_BRANO DI TESTO_
“Fra tanta gente nera, una cosa bella”, anzi due: messaggi di anime veramente meravigliose. “Quell’amore incalcolabile che ci unisce nella consapevolezza del privilegio di avere accanto maestri di vita quali sono quelle creature che ci insegnano lealtà, rispetto, abnegazione, fedeltà. Nessuno più di loro mi riconduce quotidianamente alla riflessione. Mi induce ad essere migliore, quando tocco con mano il loro impareggiabile senso di gratitudine e coerenza. E sono solo loro, assieme ai più deboli di ogni specie, che sollecitano la mia sensibilità… Loro mi fanno capire meglio cosa conti e per chi valga davvero la pena di consumarci. D’amore. Di dolore. Di felicità…”. Così questa amica, riservata e presente, che conosce la felicità e la disperazione dispensata dai nostri più indifesi compagni.

_MATERIALE DI RIFERIMENTO_
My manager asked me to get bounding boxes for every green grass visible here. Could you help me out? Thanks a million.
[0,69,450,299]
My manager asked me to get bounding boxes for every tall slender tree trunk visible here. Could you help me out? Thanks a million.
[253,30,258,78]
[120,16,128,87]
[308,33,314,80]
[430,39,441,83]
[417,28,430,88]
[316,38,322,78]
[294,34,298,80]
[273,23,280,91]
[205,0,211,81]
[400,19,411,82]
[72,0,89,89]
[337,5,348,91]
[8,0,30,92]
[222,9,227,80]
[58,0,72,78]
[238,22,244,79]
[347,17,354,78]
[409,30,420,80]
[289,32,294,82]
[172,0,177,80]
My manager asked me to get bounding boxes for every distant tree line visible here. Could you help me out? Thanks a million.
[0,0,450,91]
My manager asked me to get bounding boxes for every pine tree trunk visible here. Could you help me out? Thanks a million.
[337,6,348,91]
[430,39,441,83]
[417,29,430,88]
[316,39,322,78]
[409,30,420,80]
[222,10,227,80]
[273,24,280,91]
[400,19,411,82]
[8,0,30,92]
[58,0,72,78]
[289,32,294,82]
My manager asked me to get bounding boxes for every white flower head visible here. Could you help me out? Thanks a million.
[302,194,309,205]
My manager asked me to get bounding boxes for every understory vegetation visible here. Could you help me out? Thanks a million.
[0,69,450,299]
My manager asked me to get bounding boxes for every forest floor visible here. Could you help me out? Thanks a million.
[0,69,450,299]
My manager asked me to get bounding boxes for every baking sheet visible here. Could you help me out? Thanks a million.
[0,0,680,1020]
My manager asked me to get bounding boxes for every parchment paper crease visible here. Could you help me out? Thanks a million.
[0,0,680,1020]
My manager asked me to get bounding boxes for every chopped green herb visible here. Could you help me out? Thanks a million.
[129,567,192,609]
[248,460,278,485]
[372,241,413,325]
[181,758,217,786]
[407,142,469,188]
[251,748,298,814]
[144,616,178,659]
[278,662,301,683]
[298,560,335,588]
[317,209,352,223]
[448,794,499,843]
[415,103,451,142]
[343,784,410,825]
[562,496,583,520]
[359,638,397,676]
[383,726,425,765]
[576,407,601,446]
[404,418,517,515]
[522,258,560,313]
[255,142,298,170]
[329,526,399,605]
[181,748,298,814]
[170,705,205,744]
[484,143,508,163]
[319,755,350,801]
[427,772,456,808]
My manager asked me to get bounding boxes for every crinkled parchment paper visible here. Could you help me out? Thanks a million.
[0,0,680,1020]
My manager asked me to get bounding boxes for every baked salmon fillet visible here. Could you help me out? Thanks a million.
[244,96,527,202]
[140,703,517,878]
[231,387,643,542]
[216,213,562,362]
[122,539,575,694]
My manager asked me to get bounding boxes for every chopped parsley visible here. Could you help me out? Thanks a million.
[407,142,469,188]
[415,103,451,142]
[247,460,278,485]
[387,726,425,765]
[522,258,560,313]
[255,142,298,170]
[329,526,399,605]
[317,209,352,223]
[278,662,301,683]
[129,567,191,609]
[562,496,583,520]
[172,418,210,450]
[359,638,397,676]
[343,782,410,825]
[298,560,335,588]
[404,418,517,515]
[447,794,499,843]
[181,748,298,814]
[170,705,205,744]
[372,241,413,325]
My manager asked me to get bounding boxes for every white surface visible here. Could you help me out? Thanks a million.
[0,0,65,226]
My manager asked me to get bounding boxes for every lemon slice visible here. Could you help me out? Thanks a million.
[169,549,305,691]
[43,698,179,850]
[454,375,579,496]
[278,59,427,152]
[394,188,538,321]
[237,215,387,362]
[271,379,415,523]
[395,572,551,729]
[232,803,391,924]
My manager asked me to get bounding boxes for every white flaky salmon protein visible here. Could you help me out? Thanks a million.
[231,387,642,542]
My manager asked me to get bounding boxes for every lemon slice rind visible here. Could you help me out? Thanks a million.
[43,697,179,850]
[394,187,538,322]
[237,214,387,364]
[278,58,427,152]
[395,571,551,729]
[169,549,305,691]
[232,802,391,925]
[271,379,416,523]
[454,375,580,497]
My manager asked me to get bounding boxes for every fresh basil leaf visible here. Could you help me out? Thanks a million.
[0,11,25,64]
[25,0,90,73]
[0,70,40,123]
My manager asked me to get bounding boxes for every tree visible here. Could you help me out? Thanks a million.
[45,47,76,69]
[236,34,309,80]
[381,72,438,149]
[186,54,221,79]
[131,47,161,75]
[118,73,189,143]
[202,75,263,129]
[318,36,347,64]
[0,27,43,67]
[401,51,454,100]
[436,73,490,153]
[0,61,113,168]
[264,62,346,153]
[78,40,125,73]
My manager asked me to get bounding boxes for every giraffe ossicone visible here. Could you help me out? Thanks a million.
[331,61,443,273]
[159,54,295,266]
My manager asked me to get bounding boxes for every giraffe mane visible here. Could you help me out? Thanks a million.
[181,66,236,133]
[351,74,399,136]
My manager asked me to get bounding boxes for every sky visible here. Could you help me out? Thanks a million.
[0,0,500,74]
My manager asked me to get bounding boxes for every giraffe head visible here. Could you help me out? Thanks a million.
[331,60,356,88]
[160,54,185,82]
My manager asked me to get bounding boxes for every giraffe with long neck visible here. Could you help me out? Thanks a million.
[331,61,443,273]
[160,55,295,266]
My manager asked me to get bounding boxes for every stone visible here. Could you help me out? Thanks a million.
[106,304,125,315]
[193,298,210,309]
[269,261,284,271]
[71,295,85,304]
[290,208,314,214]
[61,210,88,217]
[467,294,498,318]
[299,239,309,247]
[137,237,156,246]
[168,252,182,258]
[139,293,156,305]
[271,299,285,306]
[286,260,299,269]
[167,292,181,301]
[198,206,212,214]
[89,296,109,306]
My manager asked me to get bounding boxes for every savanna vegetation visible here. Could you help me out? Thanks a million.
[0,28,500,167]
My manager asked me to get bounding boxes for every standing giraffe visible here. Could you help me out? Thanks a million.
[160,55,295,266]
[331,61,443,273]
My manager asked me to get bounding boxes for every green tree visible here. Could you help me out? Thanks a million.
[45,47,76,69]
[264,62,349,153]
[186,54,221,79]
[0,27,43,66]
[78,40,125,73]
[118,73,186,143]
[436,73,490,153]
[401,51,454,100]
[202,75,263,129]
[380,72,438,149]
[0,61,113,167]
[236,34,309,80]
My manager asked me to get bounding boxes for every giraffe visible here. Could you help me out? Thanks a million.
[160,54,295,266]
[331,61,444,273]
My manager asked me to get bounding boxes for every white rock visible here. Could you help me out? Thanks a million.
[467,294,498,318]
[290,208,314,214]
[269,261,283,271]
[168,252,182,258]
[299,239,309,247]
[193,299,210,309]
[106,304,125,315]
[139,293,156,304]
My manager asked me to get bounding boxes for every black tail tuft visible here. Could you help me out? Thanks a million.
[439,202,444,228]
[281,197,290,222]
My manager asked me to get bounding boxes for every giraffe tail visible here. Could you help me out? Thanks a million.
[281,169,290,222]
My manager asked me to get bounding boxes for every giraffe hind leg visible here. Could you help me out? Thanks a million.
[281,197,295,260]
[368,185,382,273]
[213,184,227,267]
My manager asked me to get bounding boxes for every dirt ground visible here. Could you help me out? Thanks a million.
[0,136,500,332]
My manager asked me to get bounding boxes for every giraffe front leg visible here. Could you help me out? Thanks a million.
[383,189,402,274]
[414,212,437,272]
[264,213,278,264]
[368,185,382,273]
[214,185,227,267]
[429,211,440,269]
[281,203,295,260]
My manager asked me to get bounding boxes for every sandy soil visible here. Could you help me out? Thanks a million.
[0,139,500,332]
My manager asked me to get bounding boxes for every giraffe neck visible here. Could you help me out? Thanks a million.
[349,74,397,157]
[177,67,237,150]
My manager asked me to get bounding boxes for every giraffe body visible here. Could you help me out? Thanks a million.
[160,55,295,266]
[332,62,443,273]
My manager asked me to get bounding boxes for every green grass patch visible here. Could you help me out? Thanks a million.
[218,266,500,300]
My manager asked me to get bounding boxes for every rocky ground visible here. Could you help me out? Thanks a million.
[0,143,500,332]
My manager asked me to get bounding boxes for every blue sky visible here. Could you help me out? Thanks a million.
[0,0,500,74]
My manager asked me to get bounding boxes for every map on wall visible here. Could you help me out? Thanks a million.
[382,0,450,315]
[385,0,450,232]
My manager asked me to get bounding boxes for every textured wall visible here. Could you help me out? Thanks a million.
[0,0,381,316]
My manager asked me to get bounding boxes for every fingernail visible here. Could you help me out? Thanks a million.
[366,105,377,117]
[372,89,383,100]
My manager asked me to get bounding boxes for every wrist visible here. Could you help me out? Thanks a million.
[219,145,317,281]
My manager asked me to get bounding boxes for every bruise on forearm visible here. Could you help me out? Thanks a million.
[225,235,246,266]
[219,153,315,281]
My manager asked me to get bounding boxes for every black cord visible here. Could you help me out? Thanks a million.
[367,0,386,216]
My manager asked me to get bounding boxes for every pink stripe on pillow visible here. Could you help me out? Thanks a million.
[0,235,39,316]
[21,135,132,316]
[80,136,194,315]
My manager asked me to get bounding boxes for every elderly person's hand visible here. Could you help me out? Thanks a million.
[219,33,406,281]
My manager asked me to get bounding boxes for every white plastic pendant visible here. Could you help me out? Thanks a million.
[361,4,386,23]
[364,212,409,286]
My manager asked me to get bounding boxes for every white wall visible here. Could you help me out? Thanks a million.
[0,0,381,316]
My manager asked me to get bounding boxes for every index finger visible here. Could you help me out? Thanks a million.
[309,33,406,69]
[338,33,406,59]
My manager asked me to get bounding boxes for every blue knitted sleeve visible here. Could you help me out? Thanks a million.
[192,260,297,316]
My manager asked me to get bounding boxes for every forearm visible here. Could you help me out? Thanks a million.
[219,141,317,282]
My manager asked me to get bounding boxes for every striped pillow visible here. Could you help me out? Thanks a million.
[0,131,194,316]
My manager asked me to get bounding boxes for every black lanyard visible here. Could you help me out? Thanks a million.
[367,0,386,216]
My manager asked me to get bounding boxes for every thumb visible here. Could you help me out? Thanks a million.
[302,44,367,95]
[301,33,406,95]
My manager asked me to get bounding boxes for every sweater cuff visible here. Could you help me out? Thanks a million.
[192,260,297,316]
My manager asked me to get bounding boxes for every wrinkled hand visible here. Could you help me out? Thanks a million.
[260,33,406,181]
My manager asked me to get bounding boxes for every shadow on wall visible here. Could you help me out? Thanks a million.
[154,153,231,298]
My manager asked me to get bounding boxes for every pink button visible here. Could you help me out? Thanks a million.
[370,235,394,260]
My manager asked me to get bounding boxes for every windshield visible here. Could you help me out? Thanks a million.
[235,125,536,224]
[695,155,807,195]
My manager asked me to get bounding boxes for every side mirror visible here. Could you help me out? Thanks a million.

_AZIONE RICHIESTA_
Riproduca per intero il brano di testo, parola per parola e senza alcuna modifica.

_RISULTATO QUI SOTTO_
“Fra tanta gente nera, una cosa bella”, anzi due: messaggi di anime veramente meravigliose. “Quell’amore incalcolabile che ci unisce nella consapevolezza del privilegio di avere accanto maestri di vita quali sono quelle creature che ci insegnano lealtà, rispetto, abnegazione, fedeltà. Nessuno più di loro mi riconduce quotidianamente alla riflessione. Mi induce ad essere migliore, quando tocco con mano il loro impareggiabile senso di gratitudine e coerenza. E sono solo loro, assieme ai più deboli di ogni specie, che sollecitano la mia sensibilità… Loro mi fanno capire meglio cosa conti e per chi valga davvero la pena di consumarci. D’amore. Di dolore. Di felicità…”. Così questa amica, riservata e presente, che conosce la felicità e la disperazione dispensata dai nostri più indifesi compagni.